### PASSAGE
※
The number of players, though, was relatively small. That, combined with some razor-sharp directing by Stefan Asbury, ensured a high level of concentration. The night's premiere was Sally Beamish's A Book of Seasons, a kind of miniature violin concerto. After the rich variety of blend and brilliance in Oliver Knussen's Two Organa, the tendency toward upper- register sonorities in Beamish's new work left the ear yearning for greater warmth. The use of the solo violin, superbly played by Lyn Fletcher, was undoubtedly brilliant, but far too often - and perhaps this was due to a multi-section format within the confines of a relatively short work - expectations were raised without always being fulfilled.
But second performances often lead to reassessment. Luckily the practice of repetition seems almost a mission statement with BCMG. A prime beneficiary was Judith Weir's Musicians Wrestle Everywhere: not only was it more confidently performed than at its premiere, it also emerged as a much more fibrous work. The amiable understatement apparent at its first outing seems to have concealed a firmer superstructure; further performances will doubtless reveal more. Perspective is always instructive and the presence of Boulez's Derive I provided an illuminating blast from the recent modernist past. From further back came Stravinsky's Two Poems of Balmont and Three Japanese Lyrics, sung with beautifully veiled tone by Sarah Leonard, proving that, whatever the company, some pieces always sound contemporary.
※
### SHORT TASK A
Scale the stored rows starting at the line that contains "Report one point per instance of the hanging" and running through the end of the rows, giving every line again with the requests included. Multiply each x and y pixel coordinate in the answers by 2.2 and round to whole numbers, halves up, leaving the sample coordinates in the requests unchanged.

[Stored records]
※
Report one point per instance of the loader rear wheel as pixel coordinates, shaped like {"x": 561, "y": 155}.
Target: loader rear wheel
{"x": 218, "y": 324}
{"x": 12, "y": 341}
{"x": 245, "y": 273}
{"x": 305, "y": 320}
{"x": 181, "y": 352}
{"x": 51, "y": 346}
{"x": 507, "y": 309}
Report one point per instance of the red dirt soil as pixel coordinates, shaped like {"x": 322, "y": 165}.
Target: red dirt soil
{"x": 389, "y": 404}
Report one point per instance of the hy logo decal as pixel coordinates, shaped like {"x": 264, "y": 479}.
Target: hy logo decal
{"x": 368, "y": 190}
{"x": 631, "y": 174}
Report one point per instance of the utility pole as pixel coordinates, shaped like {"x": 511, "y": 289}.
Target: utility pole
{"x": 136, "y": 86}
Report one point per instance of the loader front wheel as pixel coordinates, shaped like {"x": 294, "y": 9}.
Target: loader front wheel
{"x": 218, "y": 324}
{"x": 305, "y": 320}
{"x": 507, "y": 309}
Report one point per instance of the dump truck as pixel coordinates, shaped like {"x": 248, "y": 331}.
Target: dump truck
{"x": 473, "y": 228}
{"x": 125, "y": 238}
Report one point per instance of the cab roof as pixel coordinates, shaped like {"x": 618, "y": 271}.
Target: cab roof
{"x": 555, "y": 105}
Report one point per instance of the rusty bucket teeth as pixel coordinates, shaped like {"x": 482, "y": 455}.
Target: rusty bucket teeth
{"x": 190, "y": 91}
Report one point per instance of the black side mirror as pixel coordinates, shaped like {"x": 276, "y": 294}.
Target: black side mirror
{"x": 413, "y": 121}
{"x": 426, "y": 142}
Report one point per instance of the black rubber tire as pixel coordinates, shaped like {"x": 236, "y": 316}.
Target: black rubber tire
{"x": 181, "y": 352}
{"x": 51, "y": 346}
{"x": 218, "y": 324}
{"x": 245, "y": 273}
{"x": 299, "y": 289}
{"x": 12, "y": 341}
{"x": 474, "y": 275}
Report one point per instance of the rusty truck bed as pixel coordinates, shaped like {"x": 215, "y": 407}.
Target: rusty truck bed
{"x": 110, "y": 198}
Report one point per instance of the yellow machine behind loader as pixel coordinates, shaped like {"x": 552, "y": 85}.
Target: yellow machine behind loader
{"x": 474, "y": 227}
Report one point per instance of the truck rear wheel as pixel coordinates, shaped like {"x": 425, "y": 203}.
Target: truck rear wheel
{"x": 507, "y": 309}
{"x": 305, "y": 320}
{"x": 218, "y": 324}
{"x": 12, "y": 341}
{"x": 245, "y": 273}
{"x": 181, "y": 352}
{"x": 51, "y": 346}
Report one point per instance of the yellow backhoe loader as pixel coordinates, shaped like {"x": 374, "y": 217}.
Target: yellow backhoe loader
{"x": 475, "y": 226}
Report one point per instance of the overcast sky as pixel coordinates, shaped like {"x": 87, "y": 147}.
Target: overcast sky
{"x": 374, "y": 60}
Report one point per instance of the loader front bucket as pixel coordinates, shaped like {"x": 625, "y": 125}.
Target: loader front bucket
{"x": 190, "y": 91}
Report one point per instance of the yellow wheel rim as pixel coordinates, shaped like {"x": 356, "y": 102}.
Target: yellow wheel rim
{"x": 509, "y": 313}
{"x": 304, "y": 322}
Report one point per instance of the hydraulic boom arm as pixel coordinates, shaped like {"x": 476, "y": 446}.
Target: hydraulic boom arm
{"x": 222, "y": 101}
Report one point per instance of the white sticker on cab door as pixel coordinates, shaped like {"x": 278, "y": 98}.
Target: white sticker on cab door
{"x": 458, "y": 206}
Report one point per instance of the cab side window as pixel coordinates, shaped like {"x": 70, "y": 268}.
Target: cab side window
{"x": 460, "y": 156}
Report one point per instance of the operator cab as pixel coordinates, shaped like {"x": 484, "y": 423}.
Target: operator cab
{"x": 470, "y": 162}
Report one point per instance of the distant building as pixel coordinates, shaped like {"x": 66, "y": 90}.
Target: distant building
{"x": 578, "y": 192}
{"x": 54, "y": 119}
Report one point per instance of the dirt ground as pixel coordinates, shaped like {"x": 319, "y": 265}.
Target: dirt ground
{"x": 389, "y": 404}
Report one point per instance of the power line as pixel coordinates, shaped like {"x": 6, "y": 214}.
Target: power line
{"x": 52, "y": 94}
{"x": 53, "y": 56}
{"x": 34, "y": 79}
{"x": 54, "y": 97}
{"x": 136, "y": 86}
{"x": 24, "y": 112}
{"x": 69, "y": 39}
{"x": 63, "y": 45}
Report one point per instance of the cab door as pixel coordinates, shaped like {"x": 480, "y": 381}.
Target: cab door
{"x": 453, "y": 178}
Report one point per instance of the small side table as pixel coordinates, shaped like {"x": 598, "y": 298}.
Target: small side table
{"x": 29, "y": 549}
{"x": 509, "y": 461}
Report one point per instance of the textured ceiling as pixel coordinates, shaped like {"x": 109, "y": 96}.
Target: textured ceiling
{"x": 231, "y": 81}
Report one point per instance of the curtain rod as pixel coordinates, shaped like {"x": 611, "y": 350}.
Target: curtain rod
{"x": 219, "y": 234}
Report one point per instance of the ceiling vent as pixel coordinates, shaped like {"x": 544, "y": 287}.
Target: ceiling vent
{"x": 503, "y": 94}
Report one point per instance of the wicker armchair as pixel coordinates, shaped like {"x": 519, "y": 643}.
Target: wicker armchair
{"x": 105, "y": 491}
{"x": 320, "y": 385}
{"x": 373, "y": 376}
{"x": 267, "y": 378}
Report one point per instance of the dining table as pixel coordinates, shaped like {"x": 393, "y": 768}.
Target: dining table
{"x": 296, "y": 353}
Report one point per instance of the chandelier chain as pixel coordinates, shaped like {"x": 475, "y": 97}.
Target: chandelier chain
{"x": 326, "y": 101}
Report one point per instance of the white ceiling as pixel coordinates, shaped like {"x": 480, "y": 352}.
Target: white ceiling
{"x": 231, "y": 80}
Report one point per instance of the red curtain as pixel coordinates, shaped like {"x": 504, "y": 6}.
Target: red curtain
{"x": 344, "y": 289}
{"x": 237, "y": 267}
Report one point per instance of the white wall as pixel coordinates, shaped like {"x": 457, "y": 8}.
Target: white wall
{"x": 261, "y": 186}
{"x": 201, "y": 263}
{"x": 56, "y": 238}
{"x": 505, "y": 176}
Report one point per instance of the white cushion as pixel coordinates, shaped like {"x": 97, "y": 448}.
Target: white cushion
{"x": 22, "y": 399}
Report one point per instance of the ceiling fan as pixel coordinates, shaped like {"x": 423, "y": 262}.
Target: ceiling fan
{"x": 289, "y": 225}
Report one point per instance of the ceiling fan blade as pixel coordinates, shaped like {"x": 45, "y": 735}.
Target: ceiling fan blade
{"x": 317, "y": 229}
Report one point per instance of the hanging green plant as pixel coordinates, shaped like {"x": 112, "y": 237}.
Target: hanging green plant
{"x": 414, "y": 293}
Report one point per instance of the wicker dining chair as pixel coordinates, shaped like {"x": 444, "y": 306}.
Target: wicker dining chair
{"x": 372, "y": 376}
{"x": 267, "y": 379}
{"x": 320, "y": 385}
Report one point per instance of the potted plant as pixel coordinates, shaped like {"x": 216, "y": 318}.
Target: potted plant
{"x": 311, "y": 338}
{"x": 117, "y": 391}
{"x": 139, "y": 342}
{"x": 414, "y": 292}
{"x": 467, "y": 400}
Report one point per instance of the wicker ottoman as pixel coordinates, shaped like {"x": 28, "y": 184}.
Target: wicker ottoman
※
### SHORT TASK B
Pick up the concert review after its final sentence and carry it forward.

### TASK RESPONSE A
Report one point per instance of the hanging green plant as pixel coordinates, shaped like {"x": 112, "y": 237}.
Target: hanging green plant
{"x": 911, "y": 645}
Report one point per instance of the wicker dining chair as pixel coordinates, shaped like {"x": 444, "y": 306}.
Target: wicker dining chair
{"x": 818, "y": 827}
{"x": 587, "y": 834}
{"x": 704, "y": 847}
Report one point per instance of the potted plant as pixel coordinates, shaped like {"x": 216, "y": 318}.
Target: potted plant
{"x": 684, "y": 744}
{"x": 257, "y": 860}
{"x": 306, "y": 752}
{"x": 911, "y": 642}
{"x": 1027, "y": 880}
Report one point per instance of the wicker ottoman as pixel coordinates, shaped like {"x": 28, "y": 184}.
Target: wicker ottoman

### TASK RESPONSE B
Acoustic music is only one aspect of today's sound-world, however. Two days later, Beast (Birmingham Electroacoustic Sound Theatre) unleashed Rumours 96, its third annual series at Midland Arts Centre. With sounds diffused through loudspeakers and barely a hint of human intervention in performance, the medium can seem intimidating, even irrelevant. And, in the first half of Sunday night's concert, this seemed for much of the time to be the case.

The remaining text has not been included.